§ **WRITTEN EXERCISE**: Show every line of the records below that contains the string "plate", copying each one in full.

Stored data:

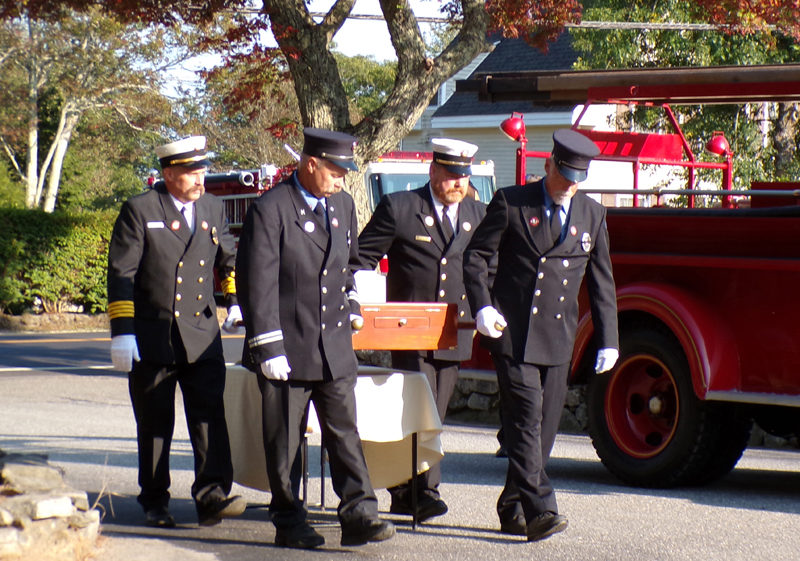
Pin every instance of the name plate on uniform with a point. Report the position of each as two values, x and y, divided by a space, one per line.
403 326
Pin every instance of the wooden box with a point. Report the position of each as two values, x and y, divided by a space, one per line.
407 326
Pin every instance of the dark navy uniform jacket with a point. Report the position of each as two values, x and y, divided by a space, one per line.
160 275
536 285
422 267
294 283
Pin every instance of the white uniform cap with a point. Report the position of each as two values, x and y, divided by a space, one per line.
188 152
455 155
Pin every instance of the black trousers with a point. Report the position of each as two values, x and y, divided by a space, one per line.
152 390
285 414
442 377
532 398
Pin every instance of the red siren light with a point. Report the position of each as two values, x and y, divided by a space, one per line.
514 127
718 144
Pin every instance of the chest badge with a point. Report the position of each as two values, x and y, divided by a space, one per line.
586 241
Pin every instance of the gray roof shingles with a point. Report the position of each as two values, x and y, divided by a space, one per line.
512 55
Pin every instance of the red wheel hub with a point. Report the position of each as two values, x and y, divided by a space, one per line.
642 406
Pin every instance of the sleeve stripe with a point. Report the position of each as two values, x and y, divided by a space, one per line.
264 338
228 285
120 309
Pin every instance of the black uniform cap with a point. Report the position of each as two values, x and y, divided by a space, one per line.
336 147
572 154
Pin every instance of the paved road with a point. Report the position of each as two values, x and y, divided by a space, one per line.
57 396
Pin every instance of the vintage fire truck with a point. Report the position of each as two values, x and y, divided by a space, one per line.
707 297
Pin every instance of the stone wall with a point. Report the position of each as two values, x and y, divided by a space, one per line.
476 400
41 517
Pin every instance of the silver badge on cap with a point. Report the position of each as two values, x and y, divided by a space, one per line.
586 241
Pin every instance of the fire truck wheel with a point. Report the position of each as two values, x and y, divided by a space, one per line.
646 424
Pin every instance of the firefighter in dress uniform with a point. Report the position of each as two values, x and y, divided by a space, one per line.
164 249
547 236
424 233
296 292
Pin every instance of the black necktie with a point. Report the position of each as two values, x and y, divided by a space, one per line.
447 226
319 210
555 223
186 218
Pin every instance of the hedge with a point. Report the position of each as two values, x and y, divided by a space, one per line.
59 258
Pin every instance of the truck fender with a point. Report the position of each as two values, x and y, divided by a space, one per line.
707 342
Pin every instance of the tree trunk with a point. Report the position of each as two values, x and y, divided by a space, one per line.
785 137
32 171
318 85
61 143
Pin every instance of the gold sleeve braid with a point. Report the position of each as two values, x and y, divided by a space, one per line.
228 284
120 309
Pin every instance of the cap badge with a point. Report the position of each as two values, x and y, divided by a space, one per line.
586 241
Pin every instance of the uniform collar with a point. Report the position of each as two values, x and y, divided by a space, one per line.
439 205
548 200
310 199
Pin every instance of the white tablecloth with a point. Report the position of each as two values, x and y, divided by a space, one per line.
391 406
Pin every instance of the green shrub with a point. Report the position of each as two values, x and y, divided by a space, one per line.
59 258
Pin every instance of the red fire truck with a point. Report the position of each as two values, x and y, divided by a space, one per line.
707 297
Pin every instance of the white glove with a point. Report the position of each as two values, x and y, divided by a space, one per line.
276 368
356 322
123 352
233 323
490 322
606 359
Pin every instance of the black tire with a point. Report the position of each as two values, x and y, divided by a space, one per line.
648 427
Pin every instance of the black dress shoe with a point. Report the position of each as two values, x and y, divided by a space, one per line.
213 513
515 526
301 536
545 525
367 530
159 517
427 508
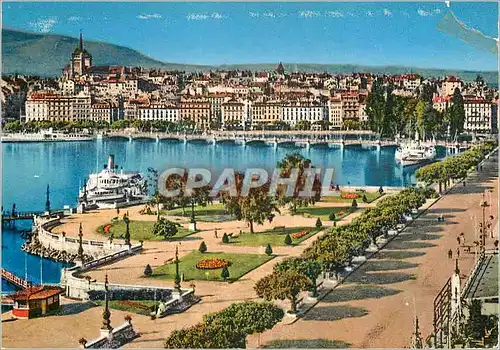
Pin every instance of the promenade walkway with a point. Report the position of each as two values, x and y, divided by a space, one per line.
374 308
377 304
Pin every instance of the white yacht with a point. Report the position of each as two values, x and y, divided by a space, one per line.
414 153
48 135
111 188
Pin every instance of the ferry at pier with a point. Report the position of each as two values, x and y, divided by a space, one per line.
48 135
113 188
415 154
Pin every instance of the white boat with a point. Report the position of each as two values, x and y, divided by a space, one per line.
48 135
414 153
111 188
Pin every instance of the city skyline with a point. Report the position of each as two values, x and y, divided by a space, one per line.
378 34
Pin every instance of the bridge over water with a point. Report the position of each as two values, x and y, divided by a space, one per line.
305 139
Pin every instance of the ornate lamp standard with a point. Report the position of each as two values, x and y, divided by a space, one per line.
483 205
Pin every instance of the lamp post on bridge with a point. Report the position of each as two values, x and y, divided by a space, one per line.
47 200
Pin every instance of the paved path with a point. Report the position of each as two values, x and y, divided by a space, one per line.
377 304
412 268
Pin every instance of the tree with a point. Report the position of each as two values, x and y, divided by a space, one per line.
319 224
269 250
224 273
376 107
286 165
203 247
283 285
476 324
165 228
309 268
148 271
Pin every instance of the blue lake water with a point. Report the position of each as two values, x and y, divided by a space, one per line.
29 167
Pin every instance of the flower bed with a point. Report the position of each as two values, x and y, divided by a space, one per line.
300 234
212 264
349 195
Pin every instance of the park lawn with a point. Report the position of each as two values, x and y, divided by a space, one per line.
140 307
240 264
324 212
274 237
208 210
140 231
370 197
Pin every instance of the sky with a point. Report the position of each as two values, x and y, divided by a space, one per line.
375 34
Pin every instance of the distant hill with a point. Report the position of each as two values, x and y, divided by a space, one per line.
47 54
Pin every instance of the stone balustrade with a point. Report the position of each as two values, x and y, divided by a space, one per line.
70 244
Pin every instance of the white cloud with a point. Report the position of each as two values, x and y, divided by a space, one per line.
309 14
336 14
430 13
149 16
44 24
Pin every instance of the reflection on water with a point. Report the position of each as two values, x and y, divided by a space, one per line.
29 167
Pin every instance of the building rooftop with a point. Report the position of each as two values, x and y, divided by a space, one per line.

* * *

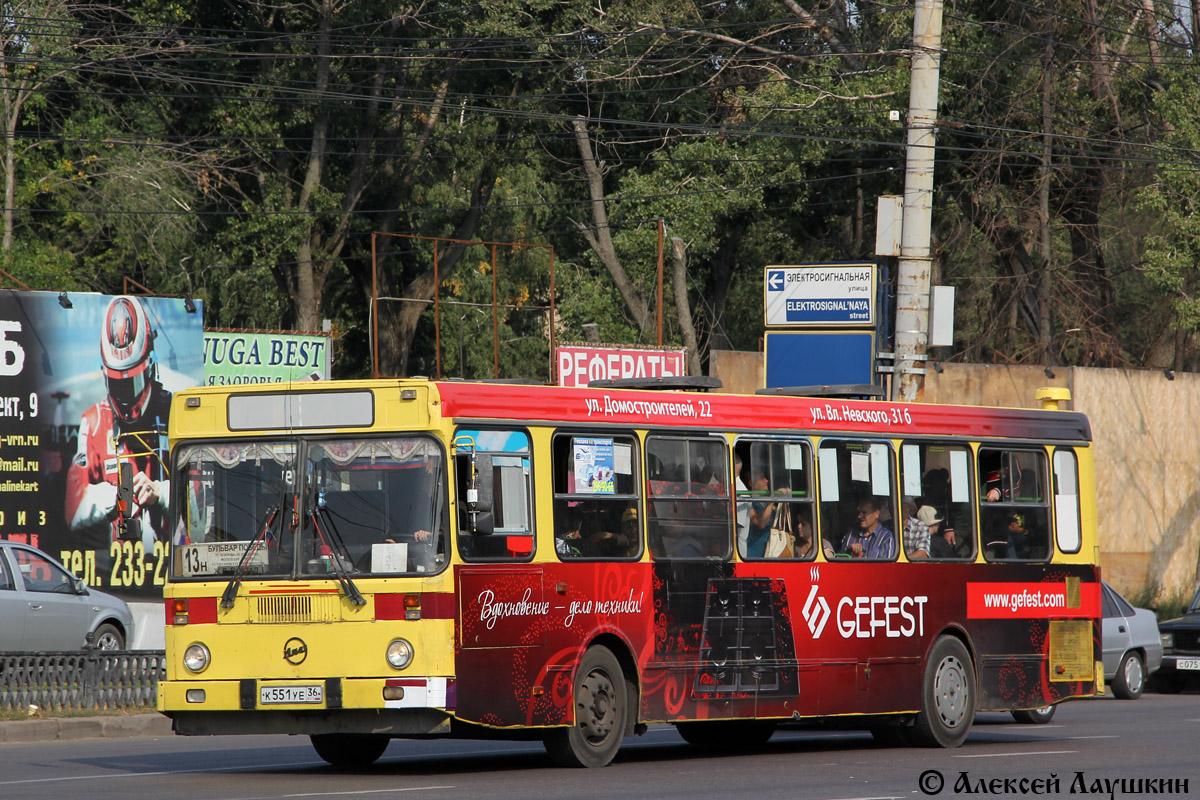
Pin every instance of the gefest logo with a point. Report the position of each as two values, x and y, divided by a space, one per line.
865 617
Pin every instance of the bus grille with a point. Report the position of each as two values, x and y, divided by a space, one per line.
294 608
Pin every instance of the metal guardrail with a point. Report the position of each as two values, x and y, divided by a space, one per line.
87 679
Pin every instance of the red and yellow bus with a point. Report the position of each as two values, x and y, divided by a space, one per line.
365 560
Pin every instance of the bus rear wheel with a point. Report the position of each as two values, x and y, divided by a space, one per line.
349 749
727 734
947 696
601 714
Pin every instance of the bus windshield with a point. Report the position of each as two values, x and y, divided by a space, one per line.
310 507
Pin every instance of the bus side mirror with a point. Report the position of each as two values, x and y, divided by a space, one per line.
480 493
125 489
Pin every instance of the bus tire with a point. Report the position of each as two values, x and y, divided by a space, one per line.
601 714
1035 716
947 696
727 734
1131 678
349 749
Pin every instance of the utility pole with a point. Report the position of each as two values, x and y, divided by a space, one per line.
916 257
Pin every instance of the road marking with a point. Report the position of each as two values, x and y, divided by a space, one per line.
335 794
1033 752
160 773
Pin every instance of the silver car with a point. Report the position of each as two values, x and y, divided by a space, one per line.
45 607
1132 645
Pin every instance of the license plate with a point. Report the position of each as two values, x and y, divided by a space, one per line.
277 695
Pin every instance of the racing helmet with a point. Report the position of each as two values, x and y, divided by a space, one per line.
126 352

§ **TASK OUTPUT**:
Pin every instance of the name plate on uniform with a point. Report the position of each as two values, x and y, divided by a space, one per line.
Pin every instance of the license plate with a point. Report the position of each as two values, x and y, divided by a space, one per line.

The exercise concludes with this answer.